* **Task prompt**: Copy out every record below exactly as written, but leave out any pictures.

[start of Source records]

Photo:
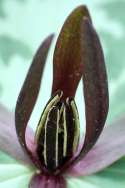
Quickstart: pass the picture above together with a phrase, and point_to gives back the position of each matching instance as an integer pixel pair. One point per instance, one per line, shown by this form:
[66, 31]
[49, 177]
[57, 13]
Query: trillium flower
[55, 149]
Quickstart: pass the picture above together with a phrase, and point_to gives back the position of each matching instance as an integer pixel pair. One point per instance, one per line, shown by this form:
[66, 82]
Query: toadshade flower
[55, 149]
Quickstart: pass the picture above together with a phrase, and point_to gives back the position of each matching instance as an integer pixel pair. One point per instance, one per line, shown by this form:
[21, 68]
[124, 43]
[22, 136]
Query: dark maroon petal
[8, 138]
[95, 87]
[68, 56]
[30, 90]
[109, 148]
[42, 181]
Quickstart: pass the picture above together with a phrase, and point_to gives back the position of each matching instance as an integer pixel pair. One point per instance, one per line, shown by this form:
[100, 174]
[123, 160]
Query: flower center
[57, 134]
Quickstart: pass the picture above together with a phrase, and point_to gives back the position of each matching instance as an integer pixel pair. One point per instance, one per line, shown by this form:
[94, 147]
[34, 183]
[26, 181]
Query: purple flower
[55, 149]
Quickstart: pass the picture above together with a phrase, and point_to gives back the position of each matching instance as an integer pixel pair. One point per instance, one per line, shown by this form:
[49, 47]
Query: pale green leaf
[113, 177]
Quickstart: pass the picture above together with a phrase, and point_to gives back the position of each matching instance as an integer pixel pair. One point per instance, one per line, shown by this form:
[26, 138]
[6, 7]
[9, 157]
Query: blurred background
[25, 23]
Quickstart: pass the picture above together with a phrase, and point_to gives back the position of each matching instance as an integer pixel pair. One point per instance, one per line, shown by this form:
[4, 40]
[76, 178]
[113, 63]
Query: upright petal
[68, 56]
[109, 148]
[95, 87]
[8, 138]
[29, 92]
[42, 181]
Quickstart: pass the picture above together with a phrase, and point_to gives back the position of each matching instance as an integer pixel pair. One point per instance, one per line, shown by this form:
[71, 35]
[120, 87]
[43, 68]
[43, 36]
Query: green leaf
[12, 173]
[10, 46]
[113, 177]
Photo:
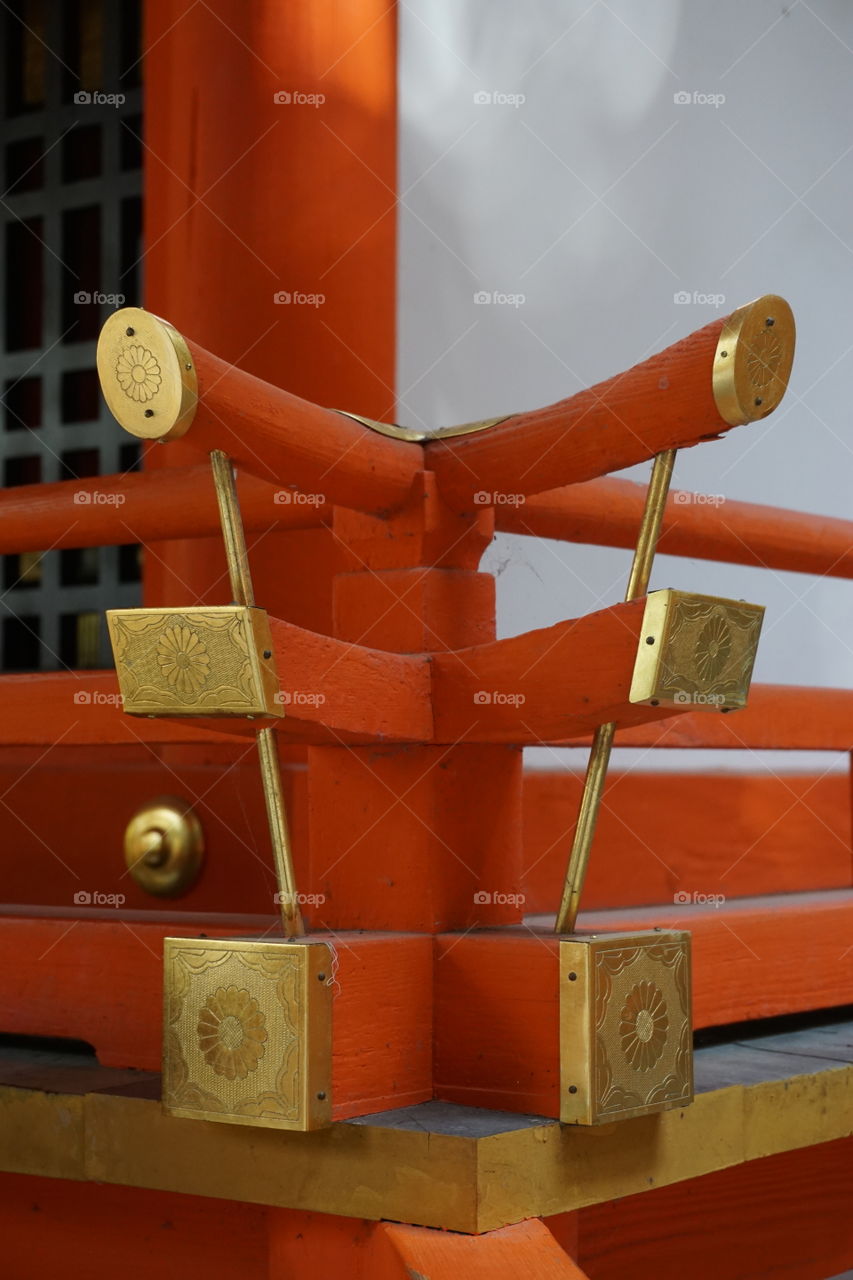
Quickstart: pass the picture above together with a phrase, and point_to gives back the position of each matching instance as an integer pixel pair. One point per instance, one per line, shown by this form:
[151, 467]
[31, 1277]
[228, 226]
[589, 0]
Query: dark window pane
[81, 252]
[24, 165]
[129, 457]
[82, 152]
[81, 396]
[22, 572]
[80, 639]
[80, 566]
[131, 218]
[24, 284]
[22, 405]
[22, 471]
[80, 464]
[131, 142]
[129, 563]
[82, 48]
[26, 55]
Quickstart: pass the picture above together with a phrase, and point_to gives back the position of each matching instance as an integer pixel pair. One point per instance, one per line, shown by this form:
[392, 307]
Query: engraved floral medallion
[763, 360]
[714, 648]
[183, 659]
[138, 374]
[643, 1025]
[232, 1032]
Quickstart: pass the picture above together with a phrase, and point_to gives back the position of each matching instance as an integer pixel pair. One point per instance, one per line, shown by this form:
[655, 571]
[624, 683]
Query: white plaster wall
[600, 197]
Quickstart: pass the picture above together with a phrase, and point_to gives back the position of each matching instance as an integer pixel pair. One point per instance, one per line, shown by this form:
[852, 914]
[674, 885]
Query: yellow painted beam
[456, 1180]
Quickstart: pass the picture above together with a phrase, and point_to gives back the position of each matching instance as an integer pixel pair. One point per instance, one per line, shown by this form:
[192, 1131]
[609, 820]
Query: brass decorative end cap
[753, 359]
[164, 848]
[147, 375]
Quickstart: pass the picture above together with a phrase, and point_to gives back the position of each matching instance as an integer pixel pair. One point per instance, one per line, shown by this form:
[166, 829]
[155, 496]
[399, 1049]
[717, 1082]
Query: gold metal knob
[753, 360]
[164, 846]
[147, 375]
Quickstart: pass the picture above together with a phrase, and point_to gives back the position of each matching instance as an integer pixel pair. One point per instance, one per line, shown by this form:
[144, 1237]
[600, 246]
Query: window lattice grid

[end of Source records]

* **Task solution**:
Photo:
Quickstart: pass the picture above together with a phrase, and point_to gives back the position of each matching instance as an integer pixel pair. One point per instance, one per line, shown by this form:
[66, 31]
[49, 177]
[57, 13]
Query: trillium flower
[55, 149]
Quickstart: pass the picture above together with a phrase, and point_to gives back the position of each matching instance as an integer pixel pair. One point per instance, one per line, shown by this form:
[66, 82]
Query: toadshade flower
[55, 149]
Quickstart: pass the picture above together with a phrase, and point_to gives back the position of each matching instance as an integer pixel pair. One point per instance, one per line, shown by this form:
[21, 68]
[124, 43]
[22, 136]
Query: dark maroon petal
[8, 138]
[95, 87]
[68, 56]
[30, 90]
[109, 148]
[42, 181]
Quickstart: pass the picture above together with a phrase, and point_to gives back the position of each matching instance as an integer pixel pair. One point per instance, one per line, shown by this form:
[100, 174]
[123, 160]
Query: flower center
[57, 134]
Quickstart: pass the picture above together with a phrase, and point_to gives back the position of each matching instance as an integer pixel pair. One point per instance, one per line, shown by this form:
[94, 147]
[34, 183]
[26, 181]
Query: purple flower
[55, 149]
Quickstart: pass the picture above together with a phrase, and point_to gives back the position of each matching instance as an integer pixel pair. One point per instance, one per line, shown by this form:
[49, 47]
Query: pale green leaf
[113, 177]
Quickstart: pass the picture above together with a phrase, and point_to gives back the position of each matching instance as an integer pixel pair. One point per instance, one per line, shown by this form:
[26, 138]
[6, 7]
[9, 157]
Query: blurred background
[25, 23]
Quickstart: pass the picture above together with a phrase, and point_to gives back the position of each matching instance as an integer pixel pair. One point per instance, one per line, shown by this form:
[4, 40]
[76, 178]
[113, 63]
Query: upright petal
[68, 56]
[109, 148]
[95, 87]
[8, 138]
[29, 92]
[42, 181]
Quickstart: pass the picture above together with a phrase, and point_to gives back the position of each matching instance as an integer pixel pair. One point per instance, one per line, shown by this form:
[71, 35]
[120, 87]
[43, 68]
[43, 36]
Query: green leaf
[12, 173]
[10, 46]
[113, 177]
Photo:
Quickstart: pass the picture above together with a phrase, and point_to gives back the position of each matching instance as an integer pixel pair. One point per instance, one per line, shown by this form:
[151, 467]
[31, 1277]
[228, 226]
[589, 0]
Query: dark window pane
[81, 252]
[24, 165]
[129, 457]
[82, 152]
[81, 396]
[22, 572]
[80, 639]
[80, 566]
[131, 218]
[24, 284]
[22, 405]
[22, 471]
[80, 464]
[131, 142]
[129, 563]
[82, 48]
[26, 55]
Quickstart: pass the picture above together with a phrase, and point_to gives back the position of each matching instance as an integer pixel pair. One point per instance, one per line, shown by this form:
[392, 307]
Query: engraved floral medallion
[763, 360]
[714, 648]
[183, 659]
[138, 374]
[643, 1025]
[232, 1032]
Quickstart: pass the picture above together with a phrase, and point_to gives back the position of each matching instance as an integer pixel pair. One point per instance, one per line, shown by this form:
[655, 571]
[624, 683]
Query: white plaster wall
[600, 197]
Quickstart: pass the picture above together with a phrase, and point_to gives back the position of each matching instance as an integer pixel pair. One point per instance, one per line, shown by this form:
[852, 914]
[674, 885]
Query: yellow painted beam
[456, 1180]
Quickstart: pass the picture above together with a phrase, and point_to gives back the position of each matching instance as an integer pixel pair. One point per instance, one per line, shown by this form:
[192, 1131]
[609, 820]
Query: brass decorative end cap
[753, 359]
[164, 848]
[147, 375]
Quickstart: pass the picture above together with a phrase, and point_to gives back the position of each matching instance as an integer pixel pair. One point per instance, one per line, shown by this form:
[166, 829]
[155, 496]
[399, 1049]
[717, 1082]
Query: gold metal knob
[753, 360]
[164, 846]
[147, 375]
Quickstart: pass the picture above together with a phrase, and point_to gives back the position of each matching instance as an integer pixel pair. One point per instance, one per line, shown by this form:
[144, 1237]
[600, 246]
Query: window lattice grid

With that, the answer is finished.